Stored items
_____
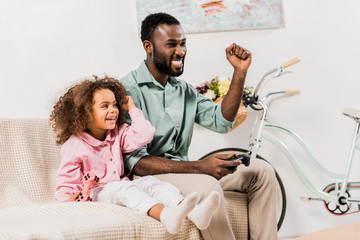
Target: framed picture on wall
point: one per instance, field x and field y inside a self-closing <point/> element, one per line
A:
<point x="198" y="16"/>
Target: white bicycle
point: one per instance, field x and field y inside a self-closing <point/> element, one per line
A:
<point x="336" y="195"/>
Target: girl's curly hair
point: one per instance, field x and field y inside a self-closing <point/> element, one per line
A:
<point x="73" y="111"/>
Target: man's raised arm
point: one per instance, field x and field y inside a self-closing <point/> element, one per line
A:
<point x="212" y="165"/>
<point x="240" y="59"/>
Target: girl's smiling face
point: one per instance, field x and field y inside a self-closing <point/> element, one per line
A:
<point x="105" y="113"/>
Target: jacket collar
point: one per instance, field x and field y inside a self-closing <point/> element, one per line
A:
<point x="95" y="142"/>
<point x="147" y="77"/>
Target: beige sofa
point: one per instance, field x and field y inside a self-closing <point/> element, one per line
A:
<point x="29" y="160"/>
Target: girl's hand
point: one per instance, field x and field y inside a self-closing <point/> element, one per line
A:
<point x="72" y="199"/>
<point x="130" y="104"/>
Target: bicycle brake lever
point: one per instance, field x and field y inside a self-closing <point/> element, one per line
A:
<point x="281" y="72"/>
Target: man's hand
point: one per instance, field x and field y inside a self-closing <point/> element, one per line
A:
<point x="215" y="165"/>
<point x="129" y="105"/>
<point x="239" y="57"/>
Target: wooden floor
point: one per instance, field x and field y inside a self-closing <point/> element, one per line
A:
<point x="344" y="232"/>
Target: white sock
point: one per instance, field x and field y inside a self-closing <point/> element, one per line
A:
<point x="202" y="214"/>
<point x="173" y="217"/>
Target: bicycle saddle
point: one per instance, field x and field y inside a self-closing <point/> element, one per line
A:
<point x="352" y="113"/>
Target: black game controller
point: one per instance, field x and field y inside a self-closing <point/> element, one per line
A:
<point x="244" y="158"/>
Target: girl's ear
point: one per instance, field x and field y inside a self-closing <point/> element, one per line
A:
<point x="148" y="46"/>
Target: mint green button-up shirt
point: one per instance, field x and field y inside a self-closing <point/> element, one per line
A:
<point x="172" y="109"/>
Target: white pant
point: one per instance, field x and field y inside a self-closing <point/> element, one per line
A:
<point x="141" y="194"/>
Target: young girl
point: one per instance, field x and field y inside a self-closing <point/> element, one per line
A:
<point x="89" y="123"/>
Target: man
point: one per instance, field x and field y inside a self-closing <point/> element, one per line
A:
<point x="173" y="106"/>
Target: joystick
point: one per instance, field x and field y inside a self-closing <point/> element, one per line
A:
<point x="244" y="158"/>
<point x="89" y="181"/>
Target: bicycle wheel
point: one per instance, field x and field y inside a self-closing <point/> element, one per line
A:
<point x="280" y="190"/>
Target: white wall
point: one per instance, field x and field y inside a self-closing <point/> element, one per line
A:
<point x="47" y="45"/>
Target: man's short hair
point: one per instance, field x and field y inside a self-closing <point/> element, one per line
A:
<point x="150" y="23"/>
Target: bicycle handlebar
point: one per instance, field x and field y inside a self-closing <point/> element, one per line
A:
<point x="278" y="69"/>
<point x="291" y="92"/>
<point x="289" y="63"/>
<point x="252" y="100"/>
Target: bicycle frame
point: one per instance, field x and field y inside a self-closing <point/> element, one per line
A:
<point x="341" y="185"/>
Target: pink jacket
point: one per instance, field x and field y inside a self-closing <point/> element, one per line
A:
<point x="82" y="153"/>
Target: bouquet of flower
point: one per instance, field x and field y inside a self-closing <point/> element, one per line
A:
<point x="217" y="88"/>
_____
Requirement:
Can you transcribe all of the records above word for word, leaving the pictures out of your answer?

The solution:
Target: framed picture on wall
point: one per instance, field x and field y inside a self-closing <point/> element, one per line
A:
<point x="198" y="16"/>
Target: white bicycle
point: one per instance, field x and field y inside a self-closing <point/> element, one per line
A:
<point x="336" y="195"/>
Target: girl's curly hair
point: one per instance, field x and field y inside a self-closing <point/> element, one per line
A:
<point x="73" y="111"/>
Target: man's raised arm
point: one per instance, field x and field y inside a self-closing <point/> element, one per line
A:
<point x="212" y="165"/>
<point x="240" y="59"/>
Target: girl's smiling face
point: one per instance, field x and field y inside a self-closing <point/> element, one per line
A:
<point x="105" y="113"/>
Target: jacket collar
point: one per instance, field x and field y inside a self-closing <point/> element, one per line
A:
<point x="95" y="142"/>
<point x="147" y="77"/>
Target: beige sofa
point: one per instance, field x and field y inside a self-closing <point/> element, one per line
A:
<point x="29" y="160"/>
Target: girl's hand
point: one per instance, field x and field y inside a self-closing <point/> element, one per line
A:
<point x="72" y="199"/>
<point x="130" y="104"/>
Target: bicycle brake lever
point: one per instance, field x and field y inside a self-closing <point/> element, one per line
A:
<point x="281" y="72"/>
Target: man's hand
point: one per instance, field x and field y inside a self-closing <point/> element, one per line
A:
<point x="215" y="165"/>
<point x="129" y="105"/>
<point x="239" y="57"/>
Target: wooden floor
point: one per instance, field x and field y inside a self-closing <point/> element, one per line
A:
<point x="344" y="232"/>
Target: white sock
point: one per instance, field x and field y inside a self-closing <point/> element, one per line
A:
<point x="202" y="214"/>
<point x="173" y="217"/>
Target: bicycle saddle
point: one per instance, field x and field y inside a self-closing <point/> element, one per line
A:
<point x="352" y="113"/>
Target: black game controller
point: one per instance, field x and field y inside a self-closing <point/> element, one per line
A:
<point x="244" y="158"/>
Target: girl's ear
point: one per instance, field x and field y inside a self-closing <point/> element, one per line
A:
<point x="148" y="46"/>
Target: mint green button-up shirt
point: one per instance, field x and field y inside a self-closing <point/> element, one per line
A:
<point x="172" y="109"/>
Target: white pant
point: one per instance, field x and field y inside a self-closing <point/> element, one per line
A:
<point x="141" y="194"/>
Target: young girl
point: one per instance, field x and field y inside a self-closing <point/> element, one per line
A:
<point x="89" y="123"/>
Target: man
point: one per instance, field x and field y inside a self-closing <point/> element, one per line
A:
<point x="173" y="106"/>
Target: joystick
point: one per instance, field x and field y inside a self-closing <point/> element, one per line
A:
<point x="244" y="158"/>
<point x="89" y="181"/>
Target: bicycle wheel
point: one per instance, field x and field y inside a self-closing <point/> element, one per line
A:
<point x="280" y="190"/>
Target: white wall
point: one per instance, field x and field y inside a self-closing <point/> element, one per line
A:
<point x="47" y="45"/>
Target: man's short hair
point: one per instance, field x and field y inside a self-closing <point/> element, one per line
A:
<point x="150" y="23"/>
Target: bicycle handlebar
point: one per instance, field x and field y inside a self-closing <point/> element, one per line
A:
<point x="278" y="69"/>
<point x="291" y="92"/>
<point x="289" y="63"/>
<point x="252" y="100"/>
Target: bicycle frame
point: one per instance, field x and field y inside a self-closing <point/> element, one per line
A:
<point x="341" y="185"/>
Target: pink jacket
point: one per instance, field x and field y inside a self-closing <point/> element, one per line
A:
<point x="82" y="153"/>
Target: bouquet of flower
point: one per instance, field x and field y inside a self-closing <point/> element, one per line
A:
<point x="217" y="88"/>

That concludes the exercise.